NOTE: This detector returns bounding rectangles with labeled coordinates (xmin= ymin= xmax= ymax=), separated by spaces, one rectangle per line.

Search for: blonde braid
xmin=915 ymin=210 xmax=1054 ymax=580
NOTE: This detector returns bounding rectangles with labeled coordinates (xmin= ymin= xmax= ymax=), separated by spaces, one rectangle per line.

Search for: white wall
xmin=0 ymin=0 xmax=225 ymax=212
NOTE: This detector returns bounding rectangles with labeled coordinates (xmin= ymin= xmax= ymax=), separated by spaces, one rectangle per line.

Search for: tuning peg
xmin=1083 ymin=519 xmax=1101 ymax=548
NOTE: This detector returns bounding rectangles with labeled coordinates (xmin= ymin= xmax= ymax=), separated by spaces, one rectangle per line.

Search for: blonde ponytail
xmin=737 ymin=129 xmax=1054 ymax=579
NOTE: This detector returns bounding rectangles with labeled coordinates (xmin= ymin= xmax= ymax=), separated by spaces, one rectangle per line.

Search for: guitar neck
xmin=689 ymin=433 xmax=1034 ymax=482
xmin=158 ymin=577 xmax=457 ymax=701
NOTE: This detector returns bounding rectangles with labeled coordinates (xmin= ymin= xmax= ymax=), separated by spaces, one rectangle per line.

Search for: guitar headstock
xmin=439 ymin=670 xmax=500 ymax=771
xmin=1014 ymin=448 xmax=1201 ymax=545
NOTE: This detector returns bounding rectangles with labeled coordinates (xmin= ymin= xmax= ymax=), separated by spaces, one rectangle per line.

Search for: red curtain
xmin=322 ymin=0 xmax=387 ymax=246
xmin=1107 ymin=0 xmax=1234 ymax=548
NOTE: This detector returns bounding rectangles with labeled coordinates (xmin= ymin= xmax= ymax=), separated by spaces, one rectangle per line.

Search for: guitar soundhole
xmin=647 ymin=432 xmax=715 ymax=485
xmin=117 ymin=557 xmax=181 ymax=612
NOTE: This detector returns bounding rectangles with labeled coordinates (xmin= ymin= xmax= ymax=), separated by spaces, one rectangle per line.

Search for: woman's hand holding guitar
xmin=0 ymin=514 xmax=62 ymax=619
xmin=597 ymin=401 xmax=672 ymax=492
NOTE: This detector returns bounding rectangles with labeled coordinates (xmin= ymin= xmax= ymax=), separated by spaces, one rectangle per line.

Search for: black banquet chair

# WRITTEN REQUEST:
Repeat all of the entries above verbatim, changing nothing.

# CORRECT ANSWER:
NOTE: This detector returns bounding rectangles with labeled coordinates (xmin= ymin= xmax= ymax=), separated by spaces, one rectangle per line.

Search for: blonde braid
xmin=915 ymin=210 xmax=1054 ymax=580
NOTE: This detector returns bounding rectangles with labeled coordinates (xmin= ymin= xmax= ymax=), separated by spaces, one rectangle per line.

Search for: white wall
xmin=0 ymin=0 xmax=225 ymax=212
NOTE: This detector returns bounding rectangles with labeled coordinates (xmin= ymin= xmax= ymax=), separated by spaces, one rectangle per line.

Search for: tuning peg
xmin=1083 ymin=519 xmax=1101 ymax=548
NOTE: This detector returns bounding rectangles with labeled coordinates (xmin= ymin= xmax= ymax=), separated by spaces, one rectangle per line.

Search for: blonde ponytail
xmin=737 ymin=129 xmax=1054 ymax=579
NOTE: This detector returns bounding rectangles with labeled coordinates (xmin= ymin= xmax= ymax=), separated by spaces, one rectangle per line.

Search for: guitar neck
xmin=689 ymin=433 xmax=1034 ymax=482
xmin=158 ymin=577 xmax=457 ymax=701
NOTE: This detector returns bounding rectangles with labeled coordinates (xmin= ymin= xmax= ymax=), separated by spaces, one rectangle per line.

Search for: guitar headstock
xmin=439 ymin=670 xmax=500 ymax=771
xmin=1014 ymin=448 xmax=1201 ymax=545
NOTE: This detector returns bounding rectangles with labeled coordinates (xmin= ymin= xmax= ymax=), separated by spaces, one rectangle per line.

Search for: red curtain
xmin=322 ymin=0 xmax=387 ymax=246
xmin=1107 ymin=0 xmax=1234 ymax=548
NOTE: This detector returns bounding rectangles with labeled coordinates (xmin= ymin= xmax= ymax=), separated by spaces, one rectangle per line.

Search for: guitar soundhole
xmin=647 ymin=432 xmax=715 ymax=485
xmin=117 ymin=557 xmax=181 ymax=612
NOTE: This detector returns bounding rectangles with labeled coordinates (xmin= ymin= xmax= ymax=), separated by spaces, one rectangle per line.

Search for: woman's hand holding guitar
xmin=0 ymin=514 xmax=62 ymax=619
xmin=597 ymin=401 xmax=672 ymax=492
NOTE: This detector returns bounding rectangles with labeled coordinates (xmin= ymin= xmax= ymax=), separated by spaces, one rectangle per line.

Search for: black banquet chair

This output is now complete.